- **Work to complete**
All records that follow are to be restated exactly.

......

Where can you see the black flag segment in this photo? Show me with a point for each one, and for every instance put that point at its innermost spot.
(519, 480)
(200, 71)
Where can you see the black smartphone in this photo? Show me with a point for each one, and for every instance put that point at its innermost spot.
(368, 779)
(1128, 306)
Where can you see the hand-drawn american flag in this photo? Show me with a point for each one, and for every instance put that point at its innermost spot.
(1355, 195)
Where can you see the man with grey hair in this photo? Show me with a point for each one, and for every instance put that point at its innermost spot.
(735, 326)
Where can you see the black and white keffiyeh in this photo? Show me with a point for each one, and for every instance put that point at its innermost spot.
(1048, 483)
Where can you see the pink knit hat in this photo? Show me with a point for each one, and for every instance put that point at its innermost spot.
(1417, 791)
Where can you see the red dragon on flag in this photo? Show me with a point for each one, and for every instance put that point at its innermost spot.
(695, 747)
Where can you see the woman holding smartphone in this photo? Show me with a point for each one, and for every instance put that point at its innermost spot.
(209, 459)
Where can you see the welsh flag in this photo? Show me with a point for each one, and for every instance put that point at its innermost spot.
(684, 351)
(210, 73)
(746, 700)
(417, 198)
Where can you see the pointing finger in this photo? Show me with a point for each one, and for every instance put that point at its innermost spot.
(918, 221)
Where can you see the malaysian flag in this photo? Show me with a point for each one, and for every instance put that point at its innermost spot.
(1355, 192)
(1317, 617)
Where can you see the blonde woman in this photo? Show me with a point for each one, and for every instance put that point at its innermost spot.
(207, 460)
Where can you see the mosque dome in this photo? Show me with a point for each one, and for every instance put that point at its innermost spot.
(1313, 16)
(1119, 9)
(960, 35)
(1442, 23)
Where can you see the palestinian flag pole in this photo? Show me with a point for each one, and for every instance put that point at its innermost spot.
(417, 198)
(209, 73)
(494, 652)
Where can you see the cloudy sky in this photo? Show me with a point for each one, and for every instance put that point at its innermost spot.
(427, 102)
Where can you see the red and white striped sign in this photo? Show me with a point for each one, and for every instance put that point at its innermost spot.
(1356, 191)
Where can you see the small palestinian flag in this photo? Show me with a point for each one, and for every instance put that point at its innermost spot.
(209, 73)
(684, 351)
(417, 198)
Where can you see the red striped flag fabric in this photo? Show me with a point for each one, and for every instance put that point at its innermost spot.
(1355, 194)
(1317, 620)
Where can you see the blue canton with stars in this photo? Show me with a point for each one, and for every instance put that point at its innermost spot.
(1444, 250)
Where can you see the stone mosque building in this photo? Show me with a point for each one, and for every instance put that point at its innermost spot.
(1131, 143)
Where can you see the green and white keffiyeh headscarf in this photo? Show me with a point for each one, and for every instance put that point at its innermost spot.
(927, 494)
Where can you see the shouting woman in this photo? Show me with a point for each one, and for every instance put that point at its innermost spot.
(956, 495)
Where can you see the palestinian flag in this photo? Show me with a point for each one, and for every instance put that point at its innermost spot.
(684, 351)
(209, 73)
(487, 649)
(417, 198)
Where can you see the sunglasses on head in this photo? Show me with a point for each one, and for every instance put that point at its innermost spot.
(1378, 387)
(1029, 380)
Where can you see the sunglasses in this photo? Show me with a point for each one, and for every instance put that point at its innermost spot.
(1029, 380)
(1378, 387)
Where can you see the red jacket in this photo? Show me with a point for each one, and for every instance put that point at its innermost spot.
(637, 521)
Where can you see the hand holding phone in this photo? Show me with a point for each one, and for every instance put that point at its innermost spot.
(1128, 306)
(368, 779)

......

- **Answer space**
Where can you see the black flag segment in this photo? Show me with a point for each one, and for every instance put that point at its innermost spot.
(519, 480)
(200, 71)
Where can you see the black smartphone in this photo? Show me with a point for each one, and for every instance put that point at its innermost spot.
(368, 779)
(1128, 306)
Where can you see the hand-drawn american flag in this photo? Show me with a point for each one, and for every instance put that point at its innermost spot.
(1355, 195)
Where can you see the man with grey hair in this photo? Show me with a point for each one, and for every instance put that point at its innermost spot.
(735, 326)
Where can you see the black and white keffiyeh in this photo? Show me with a point for each one, and for every instance put that point at its innermost spot.
(1048, 483)
Where can you see the pink knit hat in this photo? Show me with a point for each one, and for every instance put that point at its innermost spot.
(1417, 791)
Where can you see the red dragon on flag in this photo? Show me with a point for each one, and for every instance put that point at its innermost spot.
(695, 747)
Where can you see the woman holding smartphone in this photo? Show me with a point for each one, and for every instance put that point at its innermost spot.
(209, 459)
Where can you see the welsh flag in this photo? Show me with a point for each one, and for every instance put that point at its innermost spot.
(684, 351)
(210, 73)
(746, 700)
(417, 198)
Where can you see the pointing finger in this photo? Show me with a point for each one, and for every instance put that point at its innermost spot.
(918, 221)
Where can you see the malaysian flag in this photo? Show me with a point for each one, and for every instance put that point at its innermost spot.
(1355, 192)
(1317, 617)
Where can you see the blonde woman in this photo? Show me with a point for each one, and for every instance put that point at its innermost spot.
(207, 460)
Where can you see the mosque dome in this photo? Show me with a point for each one, and for every instance put that point at its innermost spot.
(1313, 16)
(1119, 9)
(960, 35)
(1442, 23)
Where can you see the palestinian flag pole in this photo? Show me with a point for each one, and for every instance put that point at its innermost spot.
(417, 198)
(209, 73)
(494, 652)
Where can you see the cloudy sky in this photo? Show me with a point for each one, and for every instance put that point at its innermost spot.
(427, 102)
Where can you see the red and white striped sign in this photo? Show me with a point for each one, and for every instance put that point at its innermost spot.
(1356, 191)
Where can you see the small palestinian flag in this photo? Show me with a point for each one, and for every instance put that point at its innermost spot.
(209, 73)
(684, 351)
(417, 198)
Where can you see the red striped flag fabric in this photo? Show me with a point for each one, and for every instance put that point at its innermost spot.
(1355, 194)
(1317, 620)
Where can you see the blue canton with stars in this photo? Show me with a point for each one, and for every instance put that point at its innermost spot.
(1444, 250)
Where can you see the stone mosque building in this photo? Show me with a point for each one, and for every instance put that point at its innermost spot.
(1131, 143)
Where can you see the green and white keffiyeh headscarf in this photo? Show me with a point for each one, and for every instance put that point at its innermost spot.
(927, 494)
Where can you see the shouting woman in this photo? Show me with a point for each one, and for every instance put that point at its innermost spot.
(956, 495)
Where can you see the palestinian flag in this photo? Show me with a point for each one, and for every instance put that point at its innermost spot.
(684, 351)
(209, 73)
(487, 649)
(417, 198)
Where can you see the sunglasses on head in this photo? Show me with a point for each one, and for every instance put that point at its innermost spot.
(1378, 387)
(1029, 380)
Where can you see the sunglasses in this photo? Show me with a point for each one, and for every instance put that point at its innermost spot.
(1029, 380)
(1378, 387)
Where can you see the red jacket in this photo? Show me with a point for each one, and for every instance put that point at its innermost spot.
(637, 521)
Where can you see the hand holding phone in this photo? Show me with a point for each one, and for every instance put that point at its innermost spot.
(1128, 306)
(368, 779)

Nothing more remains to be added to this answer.